Records supplied Start Marker
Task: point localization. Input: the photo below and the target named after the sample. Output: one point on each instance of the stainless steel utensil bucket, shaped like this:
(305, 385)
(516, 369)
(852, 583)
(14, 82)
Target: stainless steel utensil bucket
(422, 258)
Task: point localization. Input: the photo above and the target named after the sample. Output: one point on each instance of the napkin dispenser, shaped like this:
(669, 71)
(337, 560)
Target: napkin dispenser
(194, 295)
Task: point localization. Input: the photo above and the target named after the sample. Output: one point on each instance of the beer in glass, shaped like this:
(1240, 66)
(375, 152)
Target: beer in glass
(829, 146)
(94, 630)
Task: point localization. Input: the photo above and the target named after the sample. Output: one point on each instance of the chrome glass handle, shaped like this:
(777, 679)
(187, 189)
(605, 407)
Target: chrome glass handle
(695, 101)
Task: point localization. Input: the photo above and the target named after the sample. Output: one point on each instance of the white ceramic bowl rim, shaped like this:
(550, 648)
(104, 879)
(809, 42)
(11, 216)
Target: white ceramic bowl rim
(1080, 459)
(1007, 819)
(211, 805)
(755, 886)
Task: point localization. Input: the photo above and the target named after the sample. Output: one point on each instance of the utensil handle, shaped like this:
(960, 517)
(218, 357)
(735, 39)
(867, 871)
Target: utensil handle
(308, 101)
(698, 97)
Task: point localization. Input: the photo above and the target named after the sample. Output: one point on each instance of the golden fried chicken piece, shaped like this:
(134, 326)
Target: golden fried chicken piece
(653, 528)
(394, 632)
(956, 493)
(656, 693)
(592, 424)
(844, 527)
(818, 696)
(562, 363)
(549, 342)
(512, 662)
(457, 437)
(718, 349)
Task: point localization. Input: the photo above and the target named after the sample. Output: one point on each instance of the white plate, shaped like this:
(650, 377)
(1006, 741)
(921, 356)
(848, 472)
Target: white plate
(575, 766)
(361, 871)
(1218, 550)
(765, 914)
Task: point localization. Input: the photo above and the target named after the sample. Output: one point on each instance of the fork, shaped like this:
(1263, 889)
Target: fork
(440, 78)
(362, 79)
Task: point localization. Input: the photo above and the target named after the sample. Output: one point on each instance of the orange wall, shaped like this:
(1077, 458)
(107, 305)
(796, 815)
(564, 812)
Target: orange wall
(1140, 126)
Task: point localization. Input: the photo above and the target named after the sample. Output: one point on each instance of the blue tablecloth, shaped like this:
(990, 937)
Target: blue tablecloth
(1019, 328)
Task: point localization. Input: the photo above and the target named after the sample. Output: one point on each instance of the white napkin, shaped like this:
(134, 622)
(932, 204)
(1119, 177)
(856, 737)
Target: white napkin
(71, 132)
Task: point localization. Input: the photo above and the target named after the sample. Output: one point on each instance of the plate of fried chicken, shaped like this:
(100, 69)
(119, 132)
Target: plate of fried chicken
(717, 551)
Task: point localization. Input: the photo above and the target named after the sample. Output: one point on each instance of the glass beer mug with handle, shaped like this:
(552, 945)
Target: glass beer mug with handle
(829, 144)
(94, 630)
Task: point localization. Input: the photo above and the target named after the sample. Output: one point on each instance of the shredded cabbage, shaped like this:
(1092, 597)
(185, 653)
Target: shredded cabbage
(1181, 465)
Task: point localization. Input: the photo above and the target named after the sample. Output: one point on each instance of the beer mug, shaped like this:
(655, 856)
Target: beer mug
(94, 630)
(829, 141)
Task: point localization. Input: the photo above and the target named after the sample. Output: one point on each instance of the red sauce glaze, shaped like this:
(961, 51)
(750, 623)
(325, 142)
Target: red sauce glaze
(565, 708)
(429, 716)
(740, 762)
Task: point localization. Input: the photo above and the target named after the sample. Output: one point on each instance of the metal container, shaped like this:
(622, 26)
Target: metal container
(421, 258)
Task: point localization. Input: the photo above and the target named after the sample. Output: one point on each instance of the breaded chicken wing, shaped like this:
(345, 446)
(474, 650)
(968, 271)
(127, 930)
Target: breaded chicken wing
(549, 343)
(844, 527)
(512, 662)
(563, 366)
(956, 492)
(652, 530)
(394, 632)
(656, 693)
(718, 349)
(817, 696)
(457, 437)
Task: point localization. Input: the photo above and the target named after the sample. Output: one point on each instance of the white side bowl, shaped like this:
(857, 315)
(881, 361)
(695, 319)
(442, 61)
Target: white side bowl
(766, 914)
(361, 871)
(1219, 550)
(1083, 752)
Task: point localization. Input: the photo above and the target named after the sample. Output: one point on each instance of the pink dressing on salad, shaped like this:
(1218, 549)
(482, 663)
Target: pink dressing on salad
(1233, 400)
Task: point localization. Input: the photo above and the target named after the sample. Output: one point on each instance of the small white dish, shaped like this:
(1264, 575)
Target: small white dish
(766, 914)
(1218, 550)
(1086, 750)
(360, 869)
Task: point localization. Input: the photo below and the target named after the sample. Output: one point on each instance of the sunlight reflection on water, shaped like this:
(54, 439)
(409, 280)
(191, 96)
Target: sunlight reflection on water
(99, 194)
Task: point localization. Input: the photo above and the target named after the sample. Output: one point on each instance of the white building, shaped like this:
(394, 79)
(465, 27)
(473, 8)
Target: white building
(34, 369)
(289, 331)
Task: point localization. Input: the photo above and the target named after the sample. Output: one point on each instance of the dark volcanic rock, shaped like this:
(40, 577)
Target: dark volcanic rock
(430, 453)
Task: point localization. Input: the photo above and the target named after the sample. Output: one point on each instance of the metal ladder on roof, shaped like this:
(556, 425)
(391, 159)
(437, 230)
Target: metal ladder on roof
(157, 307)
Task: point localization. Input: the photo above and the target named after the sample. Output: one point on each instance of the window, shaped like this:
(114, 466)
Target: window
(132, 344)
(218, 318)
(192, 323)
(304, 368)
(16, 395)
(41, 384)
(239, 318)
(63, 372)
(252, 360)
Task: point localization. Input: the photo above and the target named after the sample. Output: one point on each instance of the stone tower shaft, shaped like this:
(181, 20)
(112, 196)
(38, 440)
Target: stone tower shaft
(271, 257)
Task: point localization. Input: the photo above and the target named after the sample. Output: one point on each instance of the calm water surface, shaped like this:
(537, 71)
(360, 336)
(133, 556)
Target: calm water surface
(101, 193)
Records supplied End Marker
Exercise
Exact copies of all the entries above should be returned.

Written reply
Task: point localization. Input: the photo below and the target named after the sample. Output: one point on each instance of the stainless steel utensil bucket, shaped like this:
(305, 385)
(516, 369)
(852, 583)
(14, 82)
Target: stainless steel utensil bucket
(422, 258)
Task: point localization. Input: the photo above and the target named after the sample. Output: one point on each instance of the napkin dispenser, shaped like this:
(669, 71)
(337, 560)
Target: napkin dispenser
(194, 295)
Task: point localization. Input: the photo above and the target named after the sample. Output: one point on each instance of the beer in glass, shaped like this:
(1240, 66)
(375, 152)
Target: beer in glass
(829, 146)
(94, 630)
Task: point localization. Input: the photo above and the target named after the sample. Output: one point on each instance of the chrome glass handle, shaped like this:
(777, 679)
(187, 189)
(605, 407)
Target: chrome glass handle
(695, 101)
Task: point localization. Input: the photo above and the target named after the sample. Output: one point on each instance of the white ceramic bowl rim, shaped like this:
(550, 648)
(104, 879)
(809, 42)
(11, 216)
Target: white ceramic bowl rim
(1080, 459)
(1007, 819)
(211, 805)
(755, 886)
Task: point localization. Input: the photo above and the target named after the sample. Output: one point on each instance of the utensil handle, shaped like this:
(960, 517)
(218, 357)
(735, 39)
(867, 871)
Target: utensil handle
(308, 101)
(698, 97)
Task: point localization. Input: the photo above and the target named after the sample. Output: one point on each instance of the golden fried chicken piece, shaped like this:
(134, 326)
Target: golden fried chicken piece
(653, 528)
(394, 632)
(956, 493)
(656, 693)
(592, 424)
(844, 527)
(818, 696)
(562, 363)
(549, 342)
(512, 662)
(457, 437)
(718, 349)
Task: point localization. Input: the photo above and the target named after the sample. Output: one point on each instance of the white plate, shaped like this:
(650, 377)
(1006, 741)
(921, 356)
(848, 472)
Target: white plate
(575, 766)
(361, 871)
(1218, 550)
(765, 914)
Task: point localization. Input: the photo above and the target named after the sample. Output: one point on each instance of the fork, shaped like this:
(1263, 889)
Target: fork
(440, 78)
(362, 79)
Task: point localization. Input: the photo above and the target named after the sample. Output: one point on each instance of the orange wall, shaped like this:
(1077, 458)
(107, 305)
(796, 815)
(564, 812)
Target: orange wall
(1140, 126)
Task: point localization. Input: the photo above and the target named after the sample. Output: one point on each instance of the blue tablecloth, shaped like this:
(990, 937)
Target: blue tablecloth
(1019, 328)
Task: point localization. Input: the photo above and the target named after the sample. Output: one point on each instance of the white napkin, shaped like this:
(134, 622)
(932, 204)
(1119, 177)
(856, 737)
Target: white napkin
(71, 132)
Task: point localization. Input: the photo above and the target named after the sample. Output: one point on each instance of the plate of fried chicken, shaped like this:
(100, 69)
(119, 132)
Target: plate of fried chicken
(717, 551)
Task: point localization. Input: the photo above and the target named after the sample. Output: one point on each instance of the glass beer mug with handle, shaped like this:
(552, 945)
Target: glass beer mug with handle
(829, 144)
(94, 630)
Task: point localization. Input: the photo above and the target named after the sample. Output: one point on each instance of the shredded cabbage, shaped like this:
(1092, 597)
(185, 653)
Target: shredded cabbage
(1181, 465)
Task: point localization. Input: the photo above and the target named after the sample. Output: one point on each instance of the beer mug, shaped like this:
(655, 856)
Target: beer mug
(94, 630)
(829, 141)
Task: point localization. Input: the photo above and the target named after the sample. Output: one point on each instance of the red sauce glaze, shaped like this:
(961, 51)
(750, 623)
(325, 142)
Target: red sauce glaze
(565, 708)
(429, 716)
(740, 762)
Task: point localization. Input: the photo above and the target named after the sample. Output: one point on each instance of the metal container, shaped like this:
(622, 26)
Target: metal container
(421, 258)
Task: point localization. Input: the photo above and the target named after the sample. Output: one point on each instance of the breaded chicken wing, shaped like this:
(345, 446)
(474, 650)
(968, 271)
(127, 930)
Target: breaded chicken wing
(549, 343)
(844, 527)
(512, 662)
(563, 366)
(956, 492)
(652, 530)
(394, 632)
(656, 693)
(718, 349)
(817, 696)
(457, 437)
Task: point localization. Input: the photo above and the target named after the sample. Output: one point on each instance of the white side bowl, shaped like this:
(857, 315)
(881, 361)
(695, 319)
(442, 61)
Target: white side bowl
(766, 914)
(361, 871)
(1219, 550)
(1083, 752)
Task: point localization. Input: the photo above and the target named after the sample. Output: one point on each instance of the pink dressing on salad, shaped like this:
(1218, 549)
(482, 663)
Target: pink dressing on salad
(1233, 400)
Task: point localization. Input: the photo above and the target named after the sample. Output: one point on each instance of the small white dish, shaped like this:
(1264, 575)
Target: small white dish
(766, 914)
(1218, 550)
(1086, 750)
(360, 869)
Task: point localization. Input: the photo below and the target named after the sample. Output: one point on each instance of the sunlight reflection on water, shaped like this:
(54, 439)
(409, 280)
(191, 96)
Target: sunlight reflection on water
(99, 194)
Task: point localization. Input: the photo above and the target named after the sample. Output: one point on each instance of the white building, shaped like this:
(394, 79)
(465, 27)
(473, 8)
Target: white building
(34, 369)
(289, 331)
Task: point localization. Input: the photo above and the target named after the sample. Output: one point on each instance of the dark volcanic rock, shaped like this:
(40, 577)
Target: dark volcanic rock
(430, 453)
Task: point localization. Input: the photo above and the target named after the sample. Output: one point on each instance of the metal ladder on roof, shaped like this:
(556, 425)
(391, 159)
(437, 230)
Target: metal ladder on roof
(157, 307)
Task: point localization. Input: the photo above and the target named after the sample. Output: one point on each instance of the window, shaped like this:
(114, 466)
Target: window
(132, 344)
(218, 318)
(192, 323)
(304, 368)
(16, 395)
(41, 384)
(239, 318)
(63, 372)
(252, 360)
Task: point localization. Input: the photo above and the target named after the sample. Output: one point on each instance of the stone tower shaft, shaped like this:
(181, 20)
(112, 196)
(38, 440)
Target: stone tower shaft
(271, 257)
Task: point localization. Input: the photo above and the target named after the sample. Output: one point on each instance of the calm water surface, shaped like this:
(537, 71)
(360, 336)
(133, 556)
Target: calm water surface
(101, 193)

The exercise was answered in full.